- OBJECTIVE
Please list every project title given in the grants announcement below, one per line.

WASHINGTON — National Park Service Director Jonathan B. Jarvis announced in a U.S. Department of the Interior statement issued July 11 more than $1.3 million in grants to help preserve and interpret the sites where some 120,000 persons of Japanese descent — two-thirds of them U.S. citizens — were imprisoned during World War II.
“Our national parks tell the stories not only of American success, but of our failures such as the dark history of the internment of Japanese Americans during World War II,” Jarvis said in the statement. “We make these grants so that present and future generations are reminded what happened and how the people survived these camps. And we make these grants to demonstrate our nation’s commitment to the concept of ‘equal justice under law’ that grew out of these and other civil rights experiences.”
The Japanese American Confinement Sites Grant Program supports projects in seven states. The grants bring funding totals to $12 million of the $38 million Congress authorized when it established the program in 2006.
Grants from the Japanese American Confinement Sites Grant Program may go to “the 10 War Relocation Authority camps established in 1942” or to “more than 40 other sites, including assembly, relocation, and isolation centers.” The goal of the program is to teach present and future generations about the injustice of the World War II confinement and inspire a commitment to equal justice under the law. These are competitive grants with required matches — a dollar of non-federal funds or $2 in-kind contributions for every grant dollar.
A full list of the funded projects follows.
Alaska
Grantee: City and Borough of Juneau, Alaska
Project Title: “Empty Chair Project”
Project Site: Minidoka concentration camp, Jerome County, Idaho and Camp Lordsburg, Hidalgo County, N.M.
Amount: $80,000
Arizona
Grantee: City of Chandler, Chandler, Ariz.
Project Title: “Nozomi Park History Kiosk”
Project Site: Gila River concentration camp, Pinal County, Ariz.
Amount: $9,380
California
Grantee: The Regents of the University of California (UC Berkeley, History Department), Berkeley, Calif.
Project Title: “Japanese American Confinement in the Records of the Federal Reserve Bank”
Project Site: Multiple
Amount: $18,488
Grantee: Contra Costa Chapter of the Japanese American Citizens League, Contra Costa, Calif.
Project Title: “They Wore Their Best: Photographic Exhibit of the Works of Dorothea Lange and Paul Kitagaki”
Project Site: Tanforan Assembly Center, San Mateo County, Calif. and 10 War Relocation Authority sites
Amount: $67,537
Grantee: UCLA Asian American Studies Center, Los Angeles
Project Title: “Aiko and Jack Herzig Archival Collection Project”
Project Site: Multiple
Amount: $154,960
Grantee: Japanese American Citizens League, San Francisco
Project Title: “JACL Teacher Training: Incarceration and Confinement Sites”
Project Site: Multiple
Amount: $62,845
Grantee: National Japanese American Historical Society, San Francisco
Project Title: “Camp Collection: A Digital Library”
Project Site: Multiple
Amount: $33,467
Grantee: Go For Broke National Education Center, Torrance, Calif.

(Detection annotation records)
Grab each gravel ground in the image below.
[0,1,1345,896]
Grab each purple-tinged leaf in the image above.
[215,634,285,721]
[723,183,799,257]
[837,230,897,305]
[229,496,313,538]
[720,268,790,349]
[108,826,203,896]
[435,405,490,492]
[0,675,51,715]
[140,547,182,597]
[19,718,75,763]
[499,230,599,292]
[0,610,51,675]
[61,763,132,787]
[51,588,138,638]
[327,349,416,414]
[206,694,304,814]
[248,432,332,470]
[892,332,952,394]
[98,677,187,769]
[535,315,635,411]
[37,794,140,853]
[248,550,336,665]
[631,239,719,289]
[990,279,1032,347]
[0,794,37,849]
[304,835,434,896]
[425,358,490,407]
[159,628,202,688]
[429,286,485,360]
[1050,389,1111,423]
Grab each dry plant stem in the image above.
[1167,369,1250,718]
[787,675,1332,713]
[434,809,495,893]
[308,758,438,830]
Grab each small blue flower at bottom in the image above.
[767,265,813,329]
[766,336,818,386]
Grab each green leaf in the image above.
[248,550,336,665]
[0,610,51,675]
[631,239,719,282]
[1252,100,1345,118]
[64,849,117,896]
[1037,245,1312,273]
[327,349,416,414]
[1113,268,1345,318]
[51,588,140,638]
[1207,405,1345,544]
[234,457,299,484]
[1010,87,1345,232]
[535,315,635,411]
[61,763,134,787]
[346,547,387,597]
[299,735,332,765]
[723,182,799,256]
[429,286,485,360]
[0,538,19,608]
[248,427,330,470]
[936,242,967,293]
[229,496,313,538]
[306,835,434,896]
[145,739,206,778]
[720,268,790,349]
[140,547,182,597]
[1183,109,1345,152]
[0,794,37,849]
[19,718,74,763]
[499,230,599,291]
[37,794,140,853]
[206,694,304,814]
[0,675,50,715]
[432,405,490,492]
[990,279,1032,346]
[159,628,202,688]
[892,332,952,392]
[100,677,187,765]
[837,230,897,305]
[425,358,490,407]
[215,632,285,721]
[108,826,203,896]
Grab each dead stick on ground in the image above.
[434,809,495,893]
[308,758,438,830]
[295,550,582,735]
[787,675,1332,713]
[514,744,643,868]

- EXERCISE OUTPUT
Empty Chair Project
Nozomi Park History Kiosk
Japanese American Confinement in the Records of the Federal Reserve Bank
They Wore Their Best: Photographic Exhibit of the Works of Dorothea Lange and Paul Kitagaki
Aiko and Jack Herzig Archival Collection Project
JACL Teacher Training: Incarceration and Confinement Sites
Camp Collection: A Digital Library